For my birthday one year, that elementary school librarian gave me my first very own picture book, Liza Lou and the Yeller Belly Swamp. I was 30 years old, and that was almost half a century ago. When you hear my accent, you will better understand why she made that choice. As I have already said, I grew up in a cotton patch near the Mississippi River–I grew up in my own yeller belly swamp. Today, I am trying to finish my own picture book about my memories of growing up near the Mississippi River. I began this piece at least 10 years ago:
“There’s a brief, enchanted moment as the moonlight turns to day,
When the bullfrogs hoop and holler, and the gator lets them play.”
Jacki Kellum
While I was living in Mississippi, I began writing picture books, and Highlights for Children Magazine awarded me both a scholarship and a grant to study with them in New York and at their home teaching farm Boyds Mills.
The year of my last visit with Highlights, my house in Mississippi burned [in too many ways, my sky has been falling all my life], and for reasons too numerous to record, I shuttled myself and my youngest child off to live on the New Jersey Shore where, as crazy as it might seem, this old artist from the swamp was offered a job as Children’s Librarian. That was another miracle. While I was there, I was also a children’s book reviewer for the State of New Jersey. Today, I discovered a video about multiculturalism that I made while I was a children’s librarian and storyteller in Linwood, NJ:
Here’s a nougat that you might find especially interesting:
I grew up in the deep South, and I am 4 years older than Ruby Bridges.
And I started college at Ole Miss 6 years after the military had to protect James Meredith so that he could attend college there.
In spite of the rampant racism of my southern heritage, I can honestly say that I have always embraced multiculturalism.
New Jersey is a lifetime away from my childhood, where I grew up in the Southern Baptist Church. I had one of those mothers who made sure that I never missed Sunday School and/or church. While I am probably not a true Southern Baptist now, the stories of the Bible are completely ingrained in my mind.

TASK REQUIREMENTS ->
**1.** Print the passage of the memoir excerpt from "New Jersey is" to "in my mind.".
**2.** Condense the paragraph of the memoir excerpt that begins "The year of my last visit with Highlights" into a short bulleted list that keeps its main facts.
**3.** According to the memoir excerpt, what did Highlights for Children Magazine award the writer?

DATA ROWS ->
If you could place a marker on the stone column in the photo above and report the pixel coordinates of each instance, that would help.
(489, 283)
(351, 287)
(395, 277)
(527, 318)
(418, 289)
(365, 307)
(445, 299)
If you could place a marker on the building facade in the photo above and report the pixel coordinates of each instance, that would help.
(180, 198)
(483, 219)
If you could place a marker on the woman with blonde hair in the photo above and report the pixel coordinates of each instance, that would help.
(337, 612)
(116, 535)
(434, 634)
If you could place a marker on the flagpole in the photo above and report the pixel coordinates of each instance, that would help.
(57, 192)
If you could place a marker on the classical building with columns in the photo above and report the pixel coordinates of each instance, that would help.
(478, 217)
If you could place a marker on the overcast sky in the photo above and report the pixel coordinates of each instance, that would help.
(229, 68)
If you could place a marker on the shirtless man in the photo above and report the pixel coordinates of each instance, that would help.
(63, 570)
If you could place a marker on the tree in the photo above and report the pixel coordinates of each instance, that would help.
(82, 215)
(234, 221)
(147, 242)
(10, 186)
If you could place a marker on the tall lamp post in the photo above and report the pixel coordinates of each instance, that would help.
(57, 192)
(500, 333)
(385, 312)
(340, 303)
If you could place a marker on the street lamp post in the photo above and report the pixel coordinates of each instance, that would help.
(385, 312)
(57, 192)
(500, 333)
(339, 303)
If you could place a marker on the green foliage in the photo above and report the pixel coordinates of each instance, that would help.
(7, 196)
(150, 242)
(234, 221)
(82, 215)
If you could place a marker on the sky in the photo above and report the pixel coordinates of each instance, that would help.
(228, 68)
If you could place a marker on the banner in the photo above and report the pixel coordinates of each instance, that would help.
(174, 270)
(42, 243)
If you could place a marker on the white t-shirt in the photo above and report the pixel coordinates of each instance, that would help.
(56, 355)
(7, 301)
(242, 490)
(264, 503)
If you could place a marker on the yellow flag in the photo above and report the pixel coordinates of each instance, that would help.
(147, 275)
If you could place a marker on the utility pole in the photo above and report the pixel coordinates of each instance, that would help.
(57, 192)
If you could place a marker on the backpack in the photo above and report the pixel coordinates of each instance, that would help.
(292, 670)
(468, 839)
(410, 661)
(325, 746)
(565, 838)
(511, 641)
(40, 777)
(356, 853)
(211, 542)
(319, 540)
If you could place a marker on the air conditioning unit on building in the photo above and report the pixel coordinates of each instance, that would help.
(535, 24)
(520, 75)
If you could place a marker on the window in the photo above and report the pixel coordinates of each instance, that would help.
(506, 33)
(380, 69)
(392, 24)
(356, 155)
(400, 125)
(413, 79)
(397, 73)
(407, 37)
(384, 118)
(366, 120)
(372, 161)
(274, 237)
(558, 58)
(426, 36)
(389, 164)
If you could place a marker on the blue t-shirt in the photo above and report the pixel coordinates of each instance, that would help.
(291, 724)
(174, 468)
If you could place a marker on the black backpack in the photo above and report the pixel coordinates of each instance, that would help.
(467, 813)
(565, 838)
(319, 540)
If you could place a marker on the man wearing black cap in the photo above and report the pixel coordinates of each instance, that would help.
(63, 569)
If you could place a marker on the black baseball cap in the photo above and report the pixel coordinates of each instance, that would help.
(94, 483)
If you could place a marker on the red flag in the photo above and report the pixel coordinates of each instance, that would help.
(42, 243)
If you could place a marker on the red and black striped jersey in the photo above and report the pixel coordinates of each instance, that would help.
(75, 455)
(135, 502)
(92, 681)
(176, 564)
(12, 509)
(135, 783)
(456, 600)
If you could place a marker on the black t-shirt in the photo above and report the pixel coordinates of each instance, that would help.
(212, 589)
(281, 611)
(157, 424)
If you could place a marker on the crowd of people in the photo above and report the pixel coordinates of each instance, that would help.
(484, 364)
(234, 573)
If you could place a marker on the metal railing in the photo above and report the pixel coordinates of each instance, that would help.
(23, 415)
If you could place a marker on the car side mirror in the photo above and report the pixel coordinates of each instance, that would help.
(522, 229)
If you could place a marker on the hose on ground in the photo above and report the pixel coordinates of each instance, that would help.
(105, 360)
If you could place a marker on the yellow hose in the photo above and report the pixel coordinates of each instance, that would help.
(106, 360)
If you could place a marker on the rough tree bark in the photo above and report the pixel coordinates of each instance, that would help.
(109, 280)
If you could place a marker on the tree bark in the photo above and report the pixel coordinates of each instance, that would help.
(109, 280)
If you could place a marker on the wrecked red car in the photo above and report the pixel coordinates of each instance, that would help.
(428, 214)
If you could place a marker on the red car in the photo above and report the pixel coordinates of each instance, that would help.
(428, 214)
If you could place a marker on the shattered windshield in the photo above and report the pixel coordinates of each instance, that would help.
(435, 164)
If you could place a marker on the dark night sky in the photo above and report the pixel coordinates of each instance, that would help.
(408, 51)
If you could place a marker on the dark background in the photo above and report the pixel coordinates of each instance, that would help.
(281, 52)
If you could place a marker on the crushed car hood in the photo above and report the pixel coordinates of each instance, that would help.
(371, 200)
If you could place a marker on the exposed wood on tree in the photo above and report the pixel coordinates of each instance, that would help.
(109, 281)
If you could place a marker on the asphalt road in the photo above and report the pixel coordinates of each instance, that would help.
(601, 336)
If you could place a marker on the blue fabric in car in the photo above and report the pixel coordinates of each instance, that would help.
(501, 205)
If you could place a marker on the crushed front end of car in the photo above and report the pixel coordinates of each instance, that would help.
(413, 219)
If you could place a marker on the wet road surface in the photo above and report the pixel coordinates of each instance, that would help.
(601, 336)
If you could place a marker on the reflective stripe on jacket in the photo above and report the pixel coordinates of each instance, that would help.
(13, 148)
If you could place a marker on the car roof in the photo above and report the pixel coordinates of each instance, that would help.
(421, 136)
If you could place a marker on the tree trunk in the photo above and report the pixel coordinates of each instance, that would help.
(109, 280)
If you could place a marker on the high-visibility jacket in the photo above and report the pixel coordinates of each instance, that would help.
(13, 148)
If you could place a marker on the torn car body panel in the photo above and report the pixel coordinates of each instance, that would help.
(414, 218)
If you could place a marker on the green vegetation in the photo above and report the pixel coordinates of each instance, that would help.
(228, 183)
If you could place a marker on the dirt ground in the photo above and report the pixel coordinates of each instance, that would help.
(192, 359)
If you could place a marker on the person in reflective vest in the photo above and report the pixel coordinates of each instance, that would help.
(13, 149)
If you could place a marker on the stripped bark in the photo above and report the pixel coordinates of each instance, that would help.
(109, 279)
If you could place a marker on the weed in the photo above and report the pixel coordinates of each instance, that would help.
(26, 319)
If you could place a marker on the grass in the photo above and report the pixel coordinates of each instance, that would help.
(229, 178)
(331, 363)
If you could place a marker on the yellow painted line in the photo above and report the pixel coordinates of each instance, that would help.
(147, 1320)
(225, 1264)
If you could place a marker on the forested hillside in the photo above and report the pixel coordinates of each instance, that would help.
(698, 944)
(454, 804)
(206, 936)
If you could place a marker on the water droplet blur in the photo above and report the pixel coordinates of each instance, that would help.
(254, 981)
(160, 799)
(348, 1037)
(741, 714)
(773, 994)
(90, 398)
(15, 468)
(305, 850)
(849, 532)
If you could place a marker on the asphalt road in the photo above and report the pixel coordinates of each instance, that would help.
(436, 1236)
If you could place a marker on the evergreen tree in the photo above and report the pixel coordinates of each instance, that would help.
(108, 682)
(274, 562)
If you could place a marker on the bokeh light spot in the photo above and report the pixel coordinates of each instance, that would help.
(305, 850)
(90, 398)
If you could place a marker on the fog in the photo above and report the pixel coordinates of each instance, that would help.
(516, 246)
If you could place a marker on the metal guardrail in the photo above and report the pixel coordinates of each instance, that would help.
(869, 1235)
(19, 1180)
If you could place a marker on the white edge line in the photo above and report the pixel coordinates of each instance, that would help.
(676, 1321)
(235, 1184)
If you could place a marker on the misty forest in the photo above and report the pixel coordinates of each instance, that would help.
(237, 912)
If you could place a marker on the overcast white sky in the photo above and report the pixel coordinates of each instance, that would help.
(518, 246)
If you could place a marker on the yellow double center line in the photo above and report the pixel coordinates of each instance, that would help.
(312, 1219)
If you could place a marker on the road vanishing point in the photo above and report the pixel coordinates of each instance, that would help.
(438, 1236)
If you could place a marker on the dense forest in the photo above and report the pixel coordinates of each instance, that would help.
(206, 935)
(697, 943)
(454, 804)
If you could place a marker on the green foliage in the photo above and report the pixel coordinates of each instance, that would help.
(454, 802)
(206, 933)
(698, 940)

EXPECTED RESULTS ->
**1.**
New Jersey is a lifetime away from my childhood, where I grew up in the Southern Baptist Church. I had one of those mothers who made sure that I never missed Sunday School and/or church. While I am probably not a true Southern Baptist now, the stories of the Bible are completely ingrained in my mind.

**2.**
- In the year of my last visit with Highlights, my house in Mississippi burned.
- I moved with my youngest child to the New Jersey Shore.
- There I was offered a job as Children's Librarian, which I call another miracle.
- I also worked as a children's book reviewer for the State of New Jersey.
- Today I found a video about multiculturalism that I made while working as a children's librarian and storyteller in Linwood, NJ.

**3.** A scholarship and a grant to study with Highlights in New York and at its home teaching farm, Boyds Mills.